### Document extract:
____________

Share your dilemmas and get honest opinions from other Mumsnetters.

Nightmare child and dh constantly undermining me.

246 replies

Justalittlelemondrizzle · 29/04/2018 21:00

So dd2 is a nightmare! Her behaviour has become increasingly worse during the last year. Everything is a battle, getting her to school, eating her dinner, going to bed, etc.
About a month ago, after the holiday of a lifetime was marred by her behaviour I decided to be tougher.
This has been met with resistance from H who says I am now treating the dcs differently. Even saying to dd2 tonight "we all know who is mummys favourite" I mean who says that to a 9 year old. I don't have favourites!!
I'm not treating them differently dd1 can be a bit lippy and has her moments but nothing serious. "So obviously the punishments have to reflect the crime" so to speak.
I'm not being overly tough. But I am not letting her get away with treating me like shit anymore. And she is now using him against me.
I can't get him on board. I have tried. He says I'm not fit to be a mother because I wouldnt let her stay up to watch something tonight because of the way she'd just treated me (screaming at me, calling me names and spraying hairspray in mine and dd1s direction!! when I was attempting to dry her hair)

He's saying my punishments are unfair (she's grounded indefinitely until her behaviour improves) this decision wasn't taken lightly. This is after trying everything else for weeks. (Loss of screen time, grounded for an evening etc) these things wernt working. She'd just do her time and behave just as badly the next day, and the cycle would continue over and over again.

I'm trying to be consistent. Im trying to be fair. But I'm being constantly undermined by him and it's giving her more ammunition to behave badly.

Any advice re dd? And him..

OP posts:
differentnameforthis · 01/05/2018 11:07

@Moimasturbate Perhaps read the thread then, or at least op's posts.

Once again, op readily admits NOTHING ...once again, NOTHING is working.

Quartz2208 · 01/05/2018 11:14

OP I apologise but I had a look at past posts to get a sense of this and I have to say firstly I apologise again - your husband is part of the problem but the issues you have with him are nothing to do with your daughters and pretty much to do with him. Your marriage issues I suspect are causing some of this and I think do need to be looked at.

____________

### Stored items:
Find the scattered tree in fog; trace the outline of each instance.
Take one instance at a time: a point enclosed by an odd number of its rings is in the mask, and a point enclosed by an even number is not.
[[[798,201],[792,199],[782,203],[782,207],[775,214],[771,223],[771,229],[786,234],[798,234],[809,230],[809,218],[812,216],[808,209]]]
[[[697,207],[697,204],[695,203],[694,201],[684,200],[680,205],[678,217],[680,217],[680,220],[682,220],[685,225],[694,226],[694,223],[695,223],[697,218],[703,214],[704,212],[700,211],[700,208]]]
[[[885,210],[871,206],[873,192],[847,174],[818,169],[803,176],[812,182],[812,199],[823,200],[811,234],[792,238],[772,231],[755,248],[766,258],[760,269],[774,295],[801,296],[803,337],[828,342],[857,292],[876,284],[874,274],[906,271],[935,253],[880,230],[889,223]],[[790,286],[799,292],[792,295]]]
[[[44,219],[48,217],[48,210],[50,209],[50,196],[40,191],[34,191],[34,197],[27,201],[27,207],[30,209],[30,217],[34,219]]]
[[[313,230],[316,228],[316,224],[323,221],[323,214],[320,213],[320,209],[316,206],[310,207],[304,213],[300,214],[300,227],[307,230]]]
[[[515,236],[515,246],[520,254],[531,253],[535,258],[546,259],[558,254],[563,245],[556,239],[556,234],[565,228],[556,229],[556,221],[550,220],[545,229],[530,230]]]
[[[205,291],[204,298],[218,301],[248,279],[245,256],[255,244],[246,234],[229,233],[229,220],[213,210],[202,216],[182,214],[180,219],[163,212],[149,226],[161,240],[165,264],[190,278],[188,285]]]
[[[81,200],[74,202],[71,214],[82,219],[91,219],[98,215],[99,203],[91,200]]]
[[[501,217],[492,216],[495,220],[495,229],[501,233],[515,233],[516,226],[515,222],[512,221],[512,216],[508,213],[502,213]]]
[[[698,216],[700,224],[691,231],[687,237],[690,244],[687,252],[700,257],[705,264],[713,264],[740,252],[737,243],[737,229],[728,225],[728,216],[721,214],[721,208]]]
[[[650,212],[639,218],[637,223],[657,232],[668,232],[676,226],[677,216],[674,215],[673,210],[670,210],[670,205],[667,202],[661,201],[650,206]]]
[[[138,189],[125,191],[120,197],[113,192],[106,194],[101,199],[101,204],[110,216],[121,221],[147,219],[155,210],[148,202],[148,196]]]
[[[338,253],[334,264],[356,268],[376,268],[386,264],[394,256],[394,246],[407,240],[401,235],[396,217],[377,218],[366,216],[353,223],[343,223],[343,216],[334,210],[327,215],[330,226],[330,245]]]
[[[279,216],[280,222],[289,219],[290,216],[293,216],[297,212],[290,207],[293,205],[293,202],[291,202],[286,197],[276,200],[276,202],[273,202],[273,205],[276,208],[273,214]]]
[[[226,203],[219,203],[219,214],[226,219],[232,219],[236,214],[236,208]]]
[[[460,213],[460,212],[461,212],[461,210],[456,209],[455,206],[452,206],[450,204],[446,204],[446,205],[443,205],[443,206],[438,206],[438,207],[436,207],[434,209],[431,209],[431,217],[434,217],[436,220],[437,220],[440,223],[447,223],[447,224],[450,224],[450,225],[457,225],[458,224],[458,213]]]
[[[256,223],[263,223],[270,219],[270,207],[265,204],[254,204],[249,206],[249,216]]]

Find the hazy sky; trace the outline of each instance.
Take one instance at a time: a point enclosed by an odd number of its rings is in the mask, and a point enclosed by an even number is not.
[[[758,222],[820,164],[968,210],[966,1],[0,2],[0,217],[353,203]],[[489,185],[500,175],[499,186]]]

____________

### Instructions:
1 – In the Mumsnet thread, what did dd2 spray toward the original poster and dd1 while her hair was being dried?
2 – Continue the Mumsnet thread about the difficult daughter from the point where it stops.
The stored lines are separate material and are not part of the Mumsnet thread.

### Responses to the exercise:
1 – Hairspray.

2 –
Secondly you have been having issues on and off with both of them for awhile - I think in a way littleboopeep is right this isnt something that can be solved by asking strangers on the internet - this needs some professional input on all levels:

  1. to sort out if there is an underlying behavioural cause for your DD
  2. to help you come up with proper strategies for dealing with the behaviour
  3. to get some counselling as a couple to help solve your issues there
nellieellie · 01/05/2018 11:48

I posted on this earlier as I was so sorry for all the posts the OP was getting and just wanted to support her. I’ve had a look this morning in the hope people were being kinder. Alas I see mainly not. OP so sorry. This could have been me a few years back and I would have been furious, absolutely incandescent with the degree of smug assumptions, and the unsophisticated armchair psychology. All I can say is in amongst it all there are maybe some helpful suggestions.
I remember my osteopath, a lovely funny lady saying to me once when I said how mortified I’d been when a posh neighbour dropped in unexpectedly when the house was an utter pit. “Just think of yourself as serving a useful social function. By having a house in utter disarray, everyone else will feel superior, and therefore feel better about themselves.”
I think many people on this thread who have accused you of all sorts will no doubt comfort themselves with the thought that they are such good parents, this sort of thing would NEVER happen to them.
OP I hope things get better, but I would delete the thread if I were you, x

Ethylred · 01/05/2018 13:28

Obviously you and DH can't both be right.
But maybe you are both wrong.

Foxysoxy10 · 01/05/2018 13:59

The thing is OP, if you keep doing the same thing you will keep getting the same results.

The punishment you have set out is overwhelming for a child.

It’s easy for you as an adult to see the logic of ‘if I behave nicely I will stop being grounded’ you know how long it will take and what behaviour you want from her for you to decide when she is ungrounded. She doesn’t know any of this.

For all she knows you might be thinking months of behaviour she feels she cannot achieve before you unground her. Add into the fact your DH is undermining you and affecting the trust between you and your DC she may think you can’t be trusted to ever unground her even if she behaves like an angel. So she doesn’t behave and basically thinks what’s the point as it’s so impossible for her to achieve.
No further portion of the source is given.